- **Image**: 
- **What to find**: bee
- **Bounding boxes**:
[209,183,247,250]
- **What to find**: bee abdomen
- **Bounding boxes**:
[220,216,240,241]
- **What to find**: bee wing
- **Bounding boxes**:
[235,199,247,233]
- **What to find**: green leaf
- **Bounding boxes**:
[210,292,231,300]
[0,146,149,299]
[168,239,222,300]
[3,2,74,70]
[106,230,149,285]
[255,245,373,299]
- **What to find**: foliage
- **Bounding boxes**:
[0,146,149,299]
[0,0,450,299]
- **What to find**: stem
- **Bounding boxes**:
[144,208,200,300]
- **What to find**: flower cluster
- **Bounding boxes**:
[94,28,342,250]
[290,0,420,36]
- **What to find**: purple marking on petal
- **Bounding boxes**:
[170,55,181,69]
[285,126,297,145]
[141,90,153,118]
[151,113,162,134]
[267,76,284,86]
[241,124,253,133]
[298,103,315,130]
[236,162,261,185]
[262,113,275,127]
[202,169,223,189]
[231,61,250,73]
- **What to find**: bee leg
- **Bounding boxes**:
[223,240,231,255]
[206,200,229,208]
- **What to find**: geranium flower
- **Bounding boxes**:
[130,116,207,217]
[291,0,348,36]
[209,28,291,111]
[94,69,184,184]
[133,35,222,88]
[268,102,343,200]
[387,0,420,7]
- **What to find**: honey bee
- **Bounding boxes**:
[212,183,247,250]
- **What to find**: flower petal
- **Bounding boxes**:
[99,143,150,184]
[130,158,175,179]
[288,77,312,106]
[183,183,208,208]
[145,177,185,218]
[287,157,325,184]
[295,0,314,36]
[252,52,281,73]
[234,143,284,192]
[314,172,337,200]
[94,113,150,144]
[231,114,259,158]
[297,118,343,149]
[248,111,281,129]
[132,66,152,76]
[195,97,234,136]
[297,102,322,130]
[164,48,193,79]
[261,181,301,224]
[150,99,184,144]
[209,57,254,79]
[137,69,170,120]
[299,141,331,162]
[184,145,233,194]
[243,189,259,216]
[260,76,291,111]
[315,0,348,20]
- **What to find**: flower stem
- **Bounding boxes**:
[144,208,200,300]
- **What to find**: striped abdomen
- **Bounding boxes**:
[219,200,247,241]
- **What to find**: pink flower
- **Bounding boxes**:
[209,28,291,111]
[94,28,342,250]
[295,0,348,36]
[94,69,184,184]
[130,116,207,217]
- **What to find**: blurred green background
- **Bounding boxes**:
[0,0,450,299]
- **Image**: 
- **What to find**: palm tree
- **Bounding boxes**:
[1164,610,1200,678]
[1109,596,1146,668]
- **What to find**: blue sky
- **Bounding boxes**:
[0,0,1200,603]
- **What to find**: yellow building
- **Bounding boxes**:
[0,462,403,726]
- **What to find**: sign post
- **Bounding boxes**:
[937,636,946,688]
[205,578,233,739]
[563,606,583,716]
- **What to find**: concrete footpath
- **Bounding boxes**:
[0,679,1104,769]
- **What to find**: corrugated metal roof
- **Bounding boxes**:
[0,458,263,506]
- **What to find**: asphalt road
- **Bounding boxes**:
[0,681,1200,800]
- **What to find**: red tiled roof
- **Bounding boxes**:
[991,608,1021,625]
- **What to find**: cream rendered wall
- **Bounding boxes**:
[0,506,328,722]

═══

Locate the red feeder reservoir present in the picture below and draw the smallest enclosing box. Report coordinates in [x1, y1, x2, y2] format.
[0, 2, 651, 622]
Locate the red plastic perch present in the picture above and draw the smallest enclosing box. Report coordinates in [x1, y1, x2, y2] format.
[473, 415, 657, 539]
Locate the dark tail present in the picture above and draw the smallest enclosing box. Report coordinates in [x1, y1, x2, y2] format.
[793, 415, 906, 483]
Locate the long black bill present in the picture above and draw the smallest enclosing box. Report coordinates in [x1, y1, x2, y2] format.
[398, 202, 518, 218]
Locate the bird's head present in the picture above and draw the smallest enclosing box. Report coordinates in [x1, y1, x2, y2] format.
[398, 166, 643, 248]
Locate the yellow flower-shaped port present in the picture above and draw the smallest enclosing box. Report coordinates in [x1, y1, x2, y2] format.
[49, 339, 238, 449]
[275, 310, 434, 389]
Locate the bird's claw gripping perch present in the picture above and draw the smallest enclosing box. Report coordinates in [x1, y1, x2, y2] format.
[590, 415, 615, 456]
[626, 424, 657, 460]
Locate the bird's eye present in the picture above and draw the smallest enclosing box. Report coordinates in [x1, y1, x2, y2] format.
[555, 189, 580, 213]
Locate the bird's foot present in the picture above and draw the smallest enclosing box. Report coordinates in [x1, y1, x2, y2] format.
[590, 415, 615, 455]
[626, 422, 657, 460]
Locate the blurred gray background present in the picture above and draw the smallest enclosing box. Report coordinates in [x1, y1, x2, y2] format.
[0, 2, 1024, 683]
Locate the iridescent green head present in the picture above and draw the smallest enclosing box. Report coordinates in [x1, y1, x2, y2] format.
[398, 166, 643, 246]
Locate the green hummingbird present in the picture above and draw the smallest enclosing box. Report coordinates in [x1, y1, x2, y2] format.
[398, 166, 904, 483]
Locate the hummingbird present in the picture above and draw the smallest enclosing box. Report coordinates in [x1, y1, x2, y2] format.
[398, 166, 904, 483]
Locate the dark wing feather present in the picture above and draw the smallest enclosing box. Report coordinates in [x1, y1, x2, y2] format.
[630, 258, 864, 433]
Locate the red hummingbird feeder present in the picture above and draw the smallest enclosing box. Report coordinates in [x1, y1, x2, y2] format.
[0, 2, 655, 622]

═══

¿Puedes convertir en una lista JSON de cadenas el tramo que va desde la línea que contiene "- **What to find**: concrete footpath" hasta la que contiene "[0,506,328,722]", ambas incluidas? Usa una cadena por línea y omite las líneas en blanco.

**Tarea resuelta:**
[
  "- **What to find**: concrete footpath",
  "- **Bounding boxes**:",
  "[0,679,1104,769]",
  "- **What to find**: corrugated metal roof",
  "- **Bounding boxes**:",
  "[0,458,263,506]",
  "- **What to find**: asphalt road",
  "- **Bounding boxes**:",
  "[0,681,1200,800]",
  "- **What to find**: red tiled roof",
  "- **Bounding boxes**:",
  "[991,608,1021,625]",
  "- **What to find**: cream rendered wall",
  "- **Bounding boxes**:",
  "[0,506,328,722]"
]